> Page extract

I have defined fs.s3a.acccess.key, fs.s3a.secret.key, fs.s3a.endpoint in hdfs-stite.xml. I can use hdfs dfs -ls s3a://<my-buckt> from the command line, and it works. I've also set the path in the feed example to be s3a://<my-bucket>...

But this exception would seem to day oozie can't see the AWS access/secret key from some reason?

Regards,

Liam

Re: Is it possible to use S3 for Falcon feeds?

Rising Star

If you are using multiple clusters, you need to make sure that the hadoop configuration that Oozie uses for the target cluster (see oozie.service.HadoopAccessorService.hadoop.configurations property in oozie-site.xml) is correctly configured. By default in a single cluster environment, Oozie will point to the local core-site.xml for this by default

Re: Is it possible to use S3 for Falcon feeds?

Hi Venkat,

The property is set to *=/etc/hadoop/conf. This is just a simple single node cluster (HDP 2.3 sandbox). The s3a properties have been added to both core and hdfs site files, but still the same problem I'm afraid.

Re: Is it possible to use S3 for Falcon feeds?

@Liam Murphy: Can you attach the Feed xml and Falcon and oozie logs? Looks like eviction is failing. Can you see if the replication succeeded? Oozie bundle created will have one for retention and another for replication. Thanks!

Re: Is it possible to use S3 for Falcon feeds?

Hi Sowmya,

Attached file contains the feed definition, falcon and oozie logs. I submitted and scheduled the feed around the 14:40

timestamp

file.tar.gz

Thanks for your help

Liam

> Task to complete
In the forum thread about S3 and Falcon feeds, what value is the oozie.service.HadoopAccessorService.hadoop.configurations property set to? The records come from a different source than the thread.

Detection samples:
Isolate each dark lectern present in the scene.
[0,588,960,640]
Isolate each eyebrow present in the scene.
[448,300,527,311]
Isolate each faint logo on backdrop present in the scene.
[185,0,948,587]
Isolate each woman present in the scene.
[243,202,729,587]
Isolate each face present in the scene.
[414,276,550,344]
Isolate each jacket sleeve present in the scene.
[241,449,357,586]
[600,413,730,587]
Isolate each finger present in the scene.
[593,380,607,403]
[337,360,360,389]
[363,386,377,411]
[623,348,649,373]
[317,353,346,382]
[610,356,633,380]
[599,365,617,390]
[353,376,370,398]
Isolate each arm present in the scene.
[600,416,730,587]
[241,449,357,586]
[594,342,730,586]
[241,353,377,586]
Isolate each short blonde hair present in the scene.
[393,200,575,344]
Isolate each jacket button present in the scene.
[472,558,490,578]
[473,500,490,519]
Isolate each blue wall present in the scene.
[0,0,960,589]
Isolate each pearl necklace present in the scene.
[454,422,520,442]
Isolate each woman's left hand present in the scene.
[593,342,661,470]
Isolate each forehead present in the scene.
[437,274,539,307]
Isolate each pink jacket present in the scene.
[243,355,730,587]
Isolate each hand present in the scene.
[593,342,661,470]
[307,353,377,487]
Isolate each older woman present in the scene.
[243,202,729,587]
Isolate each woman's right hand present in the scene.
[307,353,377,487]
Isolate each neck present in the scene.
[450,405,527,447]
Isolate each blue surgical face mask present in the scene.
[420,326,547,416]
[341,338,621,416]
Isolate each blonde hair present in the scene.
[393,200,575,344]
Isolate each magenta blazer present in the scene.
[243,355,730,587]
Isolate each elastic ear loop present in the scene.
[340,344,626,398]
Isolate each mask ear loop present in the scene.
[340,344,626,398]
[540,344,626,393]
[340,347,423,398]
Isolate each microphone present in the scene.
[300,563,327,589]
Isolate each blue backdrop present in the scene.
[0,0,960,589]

> Answer to this problem
*=/etc/hadoop/conf